[Stored data entries]

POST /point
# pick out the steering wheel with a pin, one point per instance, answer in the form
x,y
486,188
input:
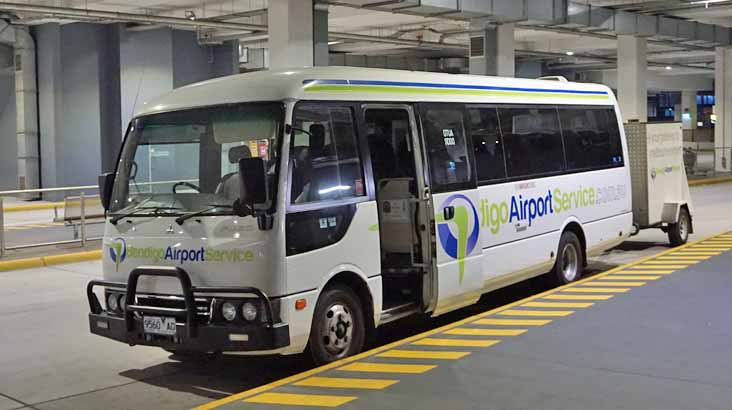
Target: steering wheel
x,y
187,184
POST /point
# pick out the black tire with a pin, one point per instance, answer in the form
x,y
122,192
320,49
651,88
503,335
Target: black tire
x,y
339,327
570,262
678,233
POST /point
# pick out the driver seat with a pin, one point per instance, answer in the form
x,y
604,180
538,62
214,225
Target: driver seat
x,y
229,185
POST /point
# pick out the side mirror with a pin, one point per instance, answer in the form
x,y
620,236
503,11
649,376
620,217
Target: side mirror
x,y
253,190
106,182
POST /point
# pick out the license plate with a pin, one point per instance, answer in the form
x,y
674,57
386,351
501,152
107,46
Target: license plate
x,y
159,325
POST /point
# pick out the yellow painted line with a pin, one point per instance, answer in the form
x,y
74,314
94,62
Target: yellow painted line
x,y
596,290
346,383
558,304
709,181
667,264
552,294
513,322
430,341
474,331
423,354
27,263
317,400
548,313
387,368
577,297
693,253
630,277
645,271
608,283
683,258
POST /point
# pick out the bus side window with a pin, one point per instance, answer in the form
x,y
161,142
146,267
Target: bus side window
x,y
591,138
447,147
533,142
487,144
326,164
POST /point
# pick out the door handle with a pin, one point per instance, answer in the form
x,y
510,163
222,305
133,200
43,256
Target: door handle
x,y
448,213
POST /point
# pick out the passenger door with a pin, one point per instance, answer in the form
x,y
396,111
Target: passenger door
x,y
458,278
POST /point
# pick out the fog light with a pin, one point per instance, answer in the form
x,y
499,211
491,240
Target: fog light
x,y
228,311
112,302
249,311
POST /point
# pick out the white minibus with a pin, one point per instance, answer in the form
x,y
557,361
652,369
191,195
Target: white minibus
x,y
280,211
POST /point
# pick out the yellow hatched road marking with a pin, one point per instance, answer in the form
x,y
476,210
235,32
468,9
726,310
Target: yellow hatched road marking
x,y
577,297
645,271
595,290
318,400
550,313
698,253
474,331
677,266
616,283
423,354
558,304
387,368
346,383
433,341
630,277
512,322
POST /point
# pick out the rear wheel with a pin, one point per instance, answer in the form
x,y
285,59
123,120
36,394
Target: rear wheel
x,y
338,328
570,263
678,233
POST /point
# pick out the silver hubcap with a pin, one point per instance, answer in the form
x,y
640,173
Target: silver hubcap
x,y
570,262
337,330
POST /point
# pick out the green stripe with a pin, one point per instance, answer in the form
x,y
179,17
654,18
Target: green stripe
x,y
444,91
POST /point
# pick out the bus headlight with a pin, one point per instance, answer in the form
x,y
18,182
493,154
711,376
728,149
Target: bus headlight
x,y
113,302
249,311
228,311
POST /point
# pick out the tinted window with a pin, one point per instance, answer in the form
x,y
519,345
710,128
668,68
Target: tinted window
x,y
487,144
532,140
591,137
324,155
447,148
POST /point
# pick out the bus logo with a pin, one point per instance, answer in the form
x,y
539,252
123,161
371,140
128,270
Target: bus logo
x,y
118,251
467,238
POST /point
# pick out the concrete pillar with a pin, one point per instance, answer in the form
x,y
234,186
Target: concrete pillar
x,y
688,109
632,69
492,49
298,35
723,108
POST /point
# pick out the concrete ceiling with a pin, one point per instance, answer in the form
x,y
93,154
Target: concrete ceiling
x,y
592,50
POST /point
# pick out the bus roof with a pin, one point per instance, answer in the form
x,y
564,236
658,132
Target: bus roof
x,y
373,84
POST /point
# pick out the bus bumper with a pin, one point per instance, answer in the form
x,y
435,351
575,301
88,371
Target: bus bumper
x,y
191,333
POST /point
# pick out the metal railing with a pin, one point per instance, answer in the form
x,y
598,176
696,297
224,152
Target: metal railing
x,y
83,219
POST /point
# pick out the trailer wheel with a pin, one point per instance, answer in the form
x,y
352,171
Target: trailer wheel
x,y
569,264
678,233
339,327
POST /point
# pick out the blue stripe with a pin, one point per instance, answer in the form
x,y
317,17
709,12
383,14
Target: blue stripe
x,y
453,86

> Assigned task: Apart from the pictures, every record must be set down exactly.

> Result for this task:
POST /point
# pick out the steering wheel with a pin, one point per instance, answer in the form
x,y
486,188
input:
Target: steering wheel
x,y
187,184
POST /point
# pick out the black tire with a pin, one point per instance, answer in the form
x,y
122,192
320,49
651,88
503,335
Target: black tire
x,y
339,327
570,262
678,233
POST /point
# pick out the driver seat with a pin, one point per instance, answer in the form
x,y
604,180
538,62
214,225
Target: driver seat
x,y
229,185
POST /point
# pick out the side mirror with a pin, one point per instance, answer in the form
x,y
620,236
503,11
649,376
620,217
Target: side mirror
x,y
253,190
106,182
POST /point
# pick out the license plate with a pin, one point per instance, answer in the form
x,y
674,57
386,351
501,152
107,46
Target: license plate
x,y
159,325
POST /point
# pick out the yellow painted line with a pin, one point per instance, answer in the form
x,y
74,314
94,62
Target: yellow painted line
x,y
596,290
346,383
558,304
709,181
667,264
552,294
513,322
430,341
474,331
423,354
27,263
317,400
548,313
387,368
577,297
693,253
630,277
645,271
608,283
683,258
POST /point
# pick out the bus side window with a pin, one point per instance, answer in the form
x,y
161,142
146,267
Target: bus side window
x,y
591,138
447,147
533,142
487,144
326,164
POST /point
# pick out the door handle with a pin, one point per instance, answer in the form
x,y
510,163
222,305
133,200
43,256
Target: door handle
x,y
448,213
POST /point
# pick out the passenger door with a pin, one point per instance, answer in the form
x,y
396,111
Target: passenger door
x,y
458,278
POST /point
# pick out the fog light with a pin, one point per instance, answer in the form
x,y
499,211
491,240
Target: fog light
x,y
228,311
112,302
249,311
POST /point
# pick out the white minibus with a pin, one point per instance, answer in the form
x,y
557,361
652,369
191,195
Target: white minibus
x,y
280,211
POST /point
# pick out the yellow hatched road marking with a pin, one point per instance, answer in the form
x,y
476,210
235,32
468,9
726,310
Target: yellow hatched road marking
x,y
577,297
645,271
595,290
318,400
550,313
698,253
474,331
677,266
616,283
423,354
558,304
387,368
346,383
433,341
630,277
512,322
POST /point
# pick out the rear wheel with a pin, one point per instance, answer in the form
x,y
285,59
123,120
36,394
Target: rear wheel
x,y
338,328
570,263
678,233
POST /point
# pick out the silver hubcap with a pin, one point per instance, answer in the form
x,y
640,173
Target: silver hubcap
x,y
570,262
337,330
POST /point
# pick out the green stripe with a pin, one point per instance, answer in the form
x,y
179,17
654,18
Target: green stripe
x,y
444,91
POST /point
# pick out the bus headlight with a pin, one point per instance, answer in the form
x,y
18,182
493,154
711,376
728,149
Target: bus headlight
x,y
113,302
249,311
228,311
POST /point
# pick out the tinted window with a pin, one point per instance, answer in the form
x,y
519,345
710,128
668,68
Target: tinted window
x,y
487,144
532,140
591,137
324,155
447,148
POST /point
# pick out the bus logo with a pin, one point per instance, answer in the form
x,y
539,252
123,161
371,140
128,270
Target: bus logo
x,y
118,251
467,238
POST /point
# pick out the concrete pillar with a pin, one point per instance, answer in the form
x,y
234,186
Target: concrete pillar
x,y
688,109
632,69
492,49
298,35
723,108
POST /point
# pick out the concrete ceiling with a pin, one point per instance, answer in the form
x,y
93,154
Target: concrete ceiling
x,y
592,50
POST /point
# pick out the bus roof with a pin, one point per instance, answer in the form
x,y
564,236
658,132
Target: bus roof
x,y
373,84
POST /point
# pick out the bus bumper with a pin, one point per instance, answer in the form
x,y
435,351
575,301
88,371
Target: bus bumper
x,y
191,333
POST /point
# pick out the metal railing with a pin, one point per instance, answer in the form
x,y
598,176
696,297
224,152
Target: metal railing
x,y
83,219
POST /point
# pick out the trailer wheel with a pin, one point per instance, answer in the form
x,y
352,171
Target: trailer wheel
x,y
569,264
678,233
339,327
POST /point
# pick out the blue stripe with a pin, one point per instance, answer in the form
x,y
317,17
709,12
383,14
Target: blue stripe
x,y
453,86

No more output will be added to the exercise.